+++ MATERIAL PROVIDED
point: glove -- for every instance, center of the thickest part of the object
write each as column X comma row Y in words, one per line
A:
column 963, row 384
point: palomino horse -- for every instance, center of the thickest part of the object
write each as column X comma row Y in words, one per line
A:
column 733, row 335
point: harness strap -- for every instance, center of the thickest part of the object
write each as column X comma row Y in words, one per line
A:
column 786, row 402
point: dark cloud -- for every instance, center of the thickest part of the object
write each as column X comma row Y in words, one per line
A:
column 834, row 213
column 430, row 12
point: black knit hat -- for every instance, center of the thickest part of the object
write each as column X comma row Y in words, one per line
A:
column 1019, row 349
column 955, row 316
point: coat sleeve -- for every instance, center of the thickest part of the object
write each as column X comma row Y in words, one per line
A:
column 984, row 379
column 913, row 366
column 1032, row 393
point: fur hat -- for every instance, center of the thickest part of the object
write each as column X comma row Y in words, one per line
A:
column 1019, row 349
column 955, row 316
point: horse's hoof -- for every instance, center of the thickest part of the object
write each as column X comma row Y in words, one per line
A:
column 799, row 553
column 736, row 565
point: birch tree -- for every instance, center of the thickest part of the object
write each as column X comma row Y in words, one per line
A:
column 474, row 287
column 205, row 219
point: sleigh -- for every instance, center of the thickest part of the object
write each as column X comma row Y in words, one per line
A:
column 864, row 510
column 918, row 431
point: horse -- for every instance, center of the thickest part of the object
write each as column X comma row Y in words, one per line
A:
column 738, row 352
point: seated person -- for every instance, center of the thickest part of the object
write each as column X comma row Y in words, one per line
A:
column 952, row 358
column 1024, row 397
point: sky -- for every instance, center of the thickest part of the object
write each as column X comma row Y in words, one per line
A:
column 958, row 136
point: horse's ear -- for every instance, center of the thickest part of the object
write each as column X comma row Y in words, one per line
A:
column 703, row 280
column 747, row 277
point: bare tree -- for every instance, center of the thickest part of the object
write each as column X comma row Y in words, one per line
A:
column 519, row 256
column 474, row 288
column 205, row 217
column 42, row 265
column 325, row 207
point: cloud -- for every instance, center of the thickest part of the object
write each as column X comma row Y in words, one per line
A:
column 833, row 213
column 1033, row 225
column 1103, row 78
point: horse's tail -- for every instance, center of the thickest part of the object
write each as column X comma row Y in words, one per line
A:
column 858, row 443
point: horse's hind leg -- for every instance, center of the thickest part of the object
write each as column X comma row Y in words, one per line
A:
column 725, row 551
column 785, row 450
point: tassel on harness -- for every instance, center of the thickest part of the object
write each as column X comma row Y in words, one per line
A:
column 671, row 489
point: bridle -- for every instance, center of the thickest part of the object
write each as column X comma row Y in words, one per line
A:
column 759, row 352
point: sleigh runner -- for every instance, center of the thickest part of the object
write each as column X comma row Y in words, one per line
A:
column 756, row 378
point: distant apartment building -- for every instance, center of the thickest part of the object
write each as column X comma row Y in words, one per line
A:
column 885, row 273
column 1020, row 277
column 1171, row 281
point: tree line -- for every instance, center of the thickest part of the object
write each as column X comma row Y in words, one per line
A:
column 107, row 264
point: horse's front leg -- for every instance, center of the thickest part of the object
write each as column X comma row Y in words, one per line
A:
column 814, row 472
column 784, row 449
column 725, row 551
++++++
■ WHAT YOU SHOULD DO
Reproduce the data shown above exactly, including every line.

■ FINISHED TASK
point: glove -- for every instance, center of the thickest part of the object
write each as column X comma row Y in words, one per line
A:
column 963, row 384
point: palomino horse -- for every instance, center of the thickest part of the object
write each as column X comma row Y in words, one per line
A:
column 733, row 335
point: harness strap -- for every instance, center of the thickest part of the object
write each as column X comma row Y in words, one per line
A:
column 786, row 402
point: dark cloud -- for every instance, center of the thickest part of the object
write each as column X comma row Y in words, one per line
A:
column 834, row 213
column 430, row 12
point: black knit hat -- for every instance, center of the thickest part of the object
write each as column X comma row Y in words, one per line
A:
column 1019, row 349
column 955, row 316
point: coat sleeve -- for every instance, center of the thickest part of the object
write each as column X comma row Y in words, one per line
A:
column 984, row 379
column 913, row 366
column 1032, row 393
point: fur hat -- for every instance, center of the thickest part of the object
write each as column X comma row Y in words, one per line
A:
column 1019, row 349
column 955, row 316
point: horse's hoof -- for every instance, center of the thickest part of the object
write each as column X comma row Y in words, one per line
A:
column 799, row 553
column 736, row 565
point: birch tree -- for every instance, center of the thickest part of the object
write each as column X comma row Y in words, one per line
A:
column 474, row 287
column 205, row 219
point: sleigh -- for every instance, center of the thickest part of the object
write each as column X comma row Y in words, one per line
A:
column 864, row 510
column 918, row 431
point: horse -- for every instance, center of the thickest part of the object
write each as column X comma row Y in words, one per line
A:
column 738, row 352
point: seated person -- for every instance, center of the thickest part of the object
write each as column X comma row Y in words, one per line
A:
column 952, row 358
column 1024, row 397
point: sky -- for every instance, center of the thickest part of the object
write each as column X comma row Y in words, one per line
A:
column 958, row 136
point: horse's ear -- for every instance, center of the thickest part of the object
write each as column X comma row Y in words, one per line
A:
column 703, row 280
column 747, row 277
point: bare tree -- for every instance, center of the thickest part of the object
write each as column X comma row Y in words, one per line
A:
column 519, row 256
column 474, row 288
column 205, row 217
column 42, row 265
column 325, row 207
point: cloud -- for every instance, center of the thickest part of the object
write each as column X comma row Y in words, one per line
A:
column 833, row 213
column 1033, row 225
column 1103, row 78
point: horse's tail -- for every instance, center of the thickest part of the object
write each as column X comma row Y in words, one per line
A:
column 858, row 443
point: horse's hind leg -- for every instance, center of the thickest part of the object
write each as column X comma row Y in words, one per line
A:
column 725, row 551
column 785, row 450
point: tassel on harness -- for every instance, center of the thickest part of the object
write each as column X comma row Y in words, one per line
A:
column 671, row 489
point: bridle -- for every instance, center of the thickest part of the object
write each as column X comma row Y in words, one per line
A:
column 759, row 352
point: sleigh runner -- for every instance, center of the thickest part of the object
write each as column X comma row Y in words, one per line
A:
column 756, row 378
point: distant apartment building -- for every instance, center of the thickest part of the object
write each as column X comma row Y in words, one per line
A:
column 885, row 273
column 1020, row 277
column 1171, row 281
point: tree line -- for every instance, center of the thickest part of the object
write each as column X comma row Y in words, one per line
A:
column 107, row 264
point: horse's front leg -- for every instance, center of the thickest part of the object
write each as column X comma row Y in words, one per line
A:
column 814, row 472
column 784, row 449
column 725, row 551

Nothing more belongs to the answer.